Entries
§ §

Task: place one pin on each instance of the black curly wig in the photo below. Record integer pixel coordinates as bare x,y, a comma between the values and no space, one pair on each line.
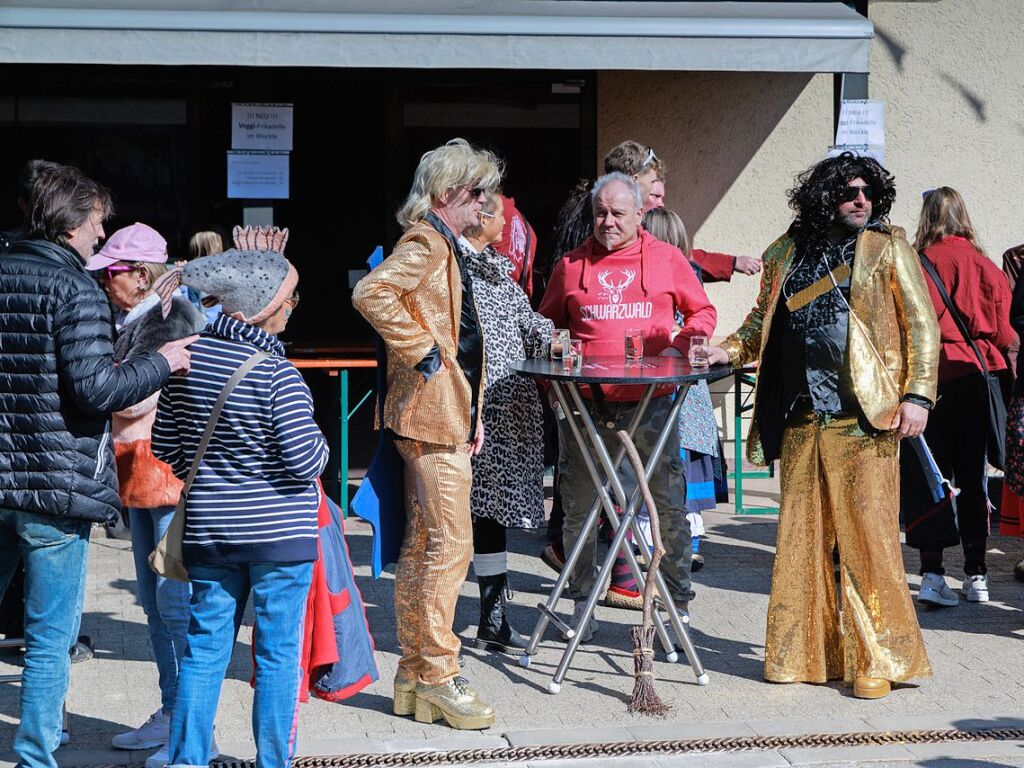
814,198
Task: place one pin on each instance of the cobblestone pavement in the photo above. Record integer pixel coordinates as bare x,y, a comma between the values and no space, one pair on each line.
975,650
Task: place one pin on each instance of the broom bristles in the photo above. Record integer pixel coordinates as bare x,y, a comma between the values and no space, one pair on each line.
645,699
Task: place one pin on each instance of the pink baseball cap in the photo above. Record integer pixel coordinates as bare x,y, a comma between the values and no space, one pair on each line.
135,243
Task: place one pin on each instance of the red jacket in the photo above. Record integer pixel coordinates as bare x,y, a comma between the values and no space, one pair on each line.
599,294
518,245
981,294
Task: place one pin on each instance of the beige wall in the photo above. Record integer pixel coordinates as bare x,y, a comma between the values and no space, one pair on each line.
951,74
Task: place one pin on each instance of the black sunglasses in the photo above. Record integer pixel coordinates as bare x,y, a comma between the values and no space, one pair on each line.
849,194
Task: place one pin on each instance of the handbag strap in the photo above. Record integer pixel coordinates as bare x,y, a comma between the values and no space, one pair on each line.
957,317
255,358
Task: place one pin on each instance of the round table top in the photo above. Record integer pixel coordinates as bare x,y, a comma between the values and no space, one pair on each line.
598,370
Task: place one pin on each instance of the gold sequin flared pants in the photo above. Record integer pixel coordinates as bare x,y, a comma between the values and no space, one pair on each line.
840,484
434,557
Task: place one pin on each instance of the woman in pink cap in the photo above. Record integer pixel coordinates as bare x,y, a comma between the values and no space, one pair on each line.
127,266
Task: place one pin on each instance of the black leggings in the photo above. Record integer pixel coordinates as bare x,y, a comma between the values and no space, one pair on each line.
488,536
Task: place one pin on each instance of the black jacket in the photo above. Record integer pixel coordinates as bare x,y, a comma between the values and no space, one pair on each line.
58,385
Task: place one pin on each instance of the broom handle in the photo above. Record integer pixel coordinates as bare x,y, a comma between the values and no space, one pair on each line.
655,529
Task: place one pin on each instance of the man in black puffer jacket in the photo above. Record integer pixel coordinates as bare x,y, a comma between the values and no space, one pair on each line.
58,385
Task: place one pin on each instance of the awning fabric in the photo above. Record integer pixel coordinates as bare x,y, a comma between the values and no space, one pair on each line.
801,36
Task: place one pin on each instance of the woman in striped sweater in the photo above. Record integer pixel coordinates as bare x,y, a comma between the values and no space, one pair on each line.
251,523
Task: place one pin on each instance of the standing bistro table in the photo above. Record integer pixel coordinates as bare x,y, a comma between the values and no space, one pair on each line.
565,381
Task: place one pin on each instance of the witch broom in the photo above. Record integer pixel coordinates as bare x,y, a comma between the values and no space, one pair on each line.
645,699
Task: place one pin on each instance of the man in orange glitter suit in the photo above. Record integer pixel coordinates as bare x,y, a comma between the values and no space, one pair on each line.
421,303
847,340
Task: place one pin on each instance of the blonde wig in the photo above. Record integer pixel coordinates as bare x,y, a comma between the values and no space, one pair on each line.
942,215
444,169
668,227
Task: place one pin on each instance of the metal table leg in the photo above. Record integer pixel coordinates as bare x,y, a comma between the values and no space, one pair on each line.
629,516
619,543
548,608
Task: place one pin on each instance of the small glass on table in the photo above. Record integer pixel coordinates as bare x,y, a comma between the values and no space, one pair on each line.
559,343
634,344
698,352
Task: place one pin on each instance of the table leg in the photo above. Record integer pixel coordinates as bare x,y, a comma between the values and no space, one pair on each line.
343,459
632,506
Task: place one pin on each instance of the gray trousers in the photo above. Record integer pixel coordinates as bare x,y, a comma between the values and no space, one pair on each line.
668,486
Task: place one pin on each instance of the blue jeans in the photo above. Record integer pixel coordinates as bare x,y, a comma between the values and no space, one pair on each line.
54,551
218,601
165,601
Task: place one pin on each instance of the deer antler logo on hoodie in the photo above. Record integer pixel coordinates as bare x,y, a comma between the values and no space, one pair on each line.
613,291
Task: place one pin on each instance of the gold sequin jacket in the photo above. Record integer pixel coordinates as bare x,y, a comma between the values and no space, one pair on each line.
893,341
414,300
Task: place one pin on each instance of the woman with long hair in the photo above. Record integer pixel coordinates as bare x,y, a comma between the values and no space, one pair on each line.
508,473
956,429
127,266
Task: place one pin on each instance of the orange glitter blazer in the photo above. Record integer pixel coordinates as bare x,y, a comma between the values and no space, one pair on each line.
414,300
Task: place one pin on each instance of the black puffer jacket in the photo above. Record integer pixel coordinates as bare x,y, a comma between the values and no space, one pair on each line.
58,385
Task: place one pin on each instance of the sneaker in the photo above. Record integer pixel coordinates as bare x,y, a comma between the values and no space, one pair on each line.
586,634
162,757
976,588
153,733
935,591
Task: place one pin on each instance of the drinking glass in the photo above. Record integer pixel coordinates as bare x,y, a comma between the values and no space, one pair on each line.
698,352
573,356
634,344
559,343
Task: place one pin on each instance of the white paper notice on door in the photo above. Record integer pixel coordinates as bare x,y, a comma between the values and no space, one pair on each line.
861,122
262,126
257,175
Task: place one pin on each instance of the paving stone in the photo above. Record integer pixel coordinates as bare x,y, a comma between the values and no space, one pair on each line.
975,683
819,756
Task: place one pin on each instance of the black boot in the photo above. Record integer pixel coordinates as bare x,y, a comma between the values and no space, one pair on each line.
495,632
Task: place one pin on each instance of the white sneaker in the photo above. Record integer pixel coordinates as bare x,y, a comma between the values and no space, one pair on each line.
153,733
935,591
976,588
161,757
587,634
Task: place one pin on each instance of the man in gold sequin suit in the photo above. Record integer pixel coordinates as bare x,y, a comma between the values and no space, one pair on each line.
848,348
420,301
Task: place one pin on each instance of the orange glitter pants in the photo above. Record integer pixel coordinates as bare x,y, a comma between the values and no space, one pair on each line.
840,485
434,557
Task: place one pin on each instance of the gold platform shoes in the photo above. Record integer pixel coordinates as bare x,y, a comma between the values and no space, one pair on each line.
870,687
404,693
456,701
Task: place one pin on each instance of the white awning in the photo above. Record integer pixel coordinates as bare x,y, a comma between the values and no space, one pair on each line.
803,36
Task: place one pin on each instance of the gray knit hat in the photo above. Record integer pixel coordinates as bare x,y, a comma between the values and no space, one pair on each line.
250,285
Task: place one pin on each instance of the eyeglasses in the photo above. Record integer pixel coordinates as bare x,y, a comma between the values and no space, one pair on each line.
849,194
108,272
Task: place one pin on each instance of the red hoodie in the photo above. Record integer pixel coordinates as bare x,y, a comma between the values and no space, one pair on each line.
599,294
518,245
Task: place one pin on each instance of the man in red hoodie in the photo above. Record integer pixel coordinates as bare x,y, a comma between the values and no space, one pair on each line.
623,278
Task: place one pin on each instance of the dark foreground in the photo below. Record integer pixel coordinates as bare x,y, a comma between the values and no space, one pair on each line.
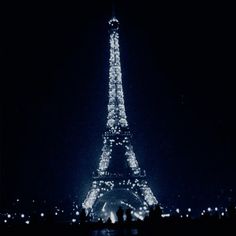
163,227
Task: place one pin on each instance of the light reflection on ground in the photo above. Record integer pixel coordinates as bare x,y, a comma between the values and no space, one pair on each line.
115,232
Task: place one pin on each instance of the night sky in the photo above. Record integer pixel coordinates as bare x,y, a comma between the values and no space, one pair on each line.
177,65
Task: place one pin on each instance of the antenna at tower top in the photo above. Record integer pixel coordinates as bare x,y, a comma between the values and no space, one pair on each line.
113,8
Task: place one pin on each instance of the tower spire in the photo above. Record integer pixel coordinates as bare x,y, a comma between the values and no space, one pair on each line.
113,8
119,181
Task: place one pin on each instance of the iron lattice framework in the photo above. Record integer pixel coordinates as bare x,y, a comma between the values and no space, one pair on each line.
117,185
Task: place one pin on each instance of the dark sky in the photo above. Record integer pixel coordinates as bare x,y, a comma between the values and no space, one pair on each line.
178,76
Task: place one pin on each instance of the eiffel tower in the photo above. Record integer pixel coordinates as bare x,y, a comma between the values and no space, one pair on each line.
118,181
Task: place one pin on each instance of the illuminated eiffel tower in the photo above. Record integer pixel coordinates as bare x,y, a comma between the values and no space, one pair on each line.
118,181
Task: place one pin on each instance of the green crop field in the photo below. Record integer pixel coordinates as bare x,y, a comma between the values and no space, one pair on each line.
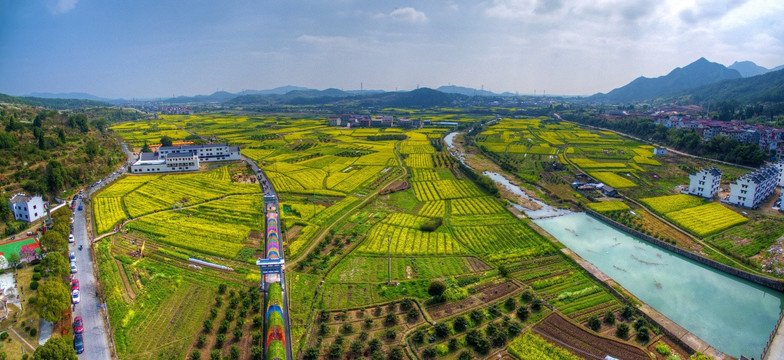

§ §

What you are asked to do
Return each line of the items above that contains the string "tower", copied word for word.

Output of the exercise
Task: place one pin on each instance of the antenna at tower top in the photo above. Record integer pixel coordinates as bare x,y, a comma between the values and no space, one pair on each line.
Task: place one pin on each instance of the tower spire in the photo above. Record integer pixel coordinates as bare x,y, a comma between the values and no space, one pair on each line.
Task: place one pin on each instance of the eiffel tower in the photo above. Record integer pixel coordinates as bare x,y, a comma between the values and no space, one pair on each line.
Task: place one pin on each instance of the illuminated eiffel tower in the photo above. Record integer pixel coordinates as bare x,y, a comma between the values and no space, one pair on each line.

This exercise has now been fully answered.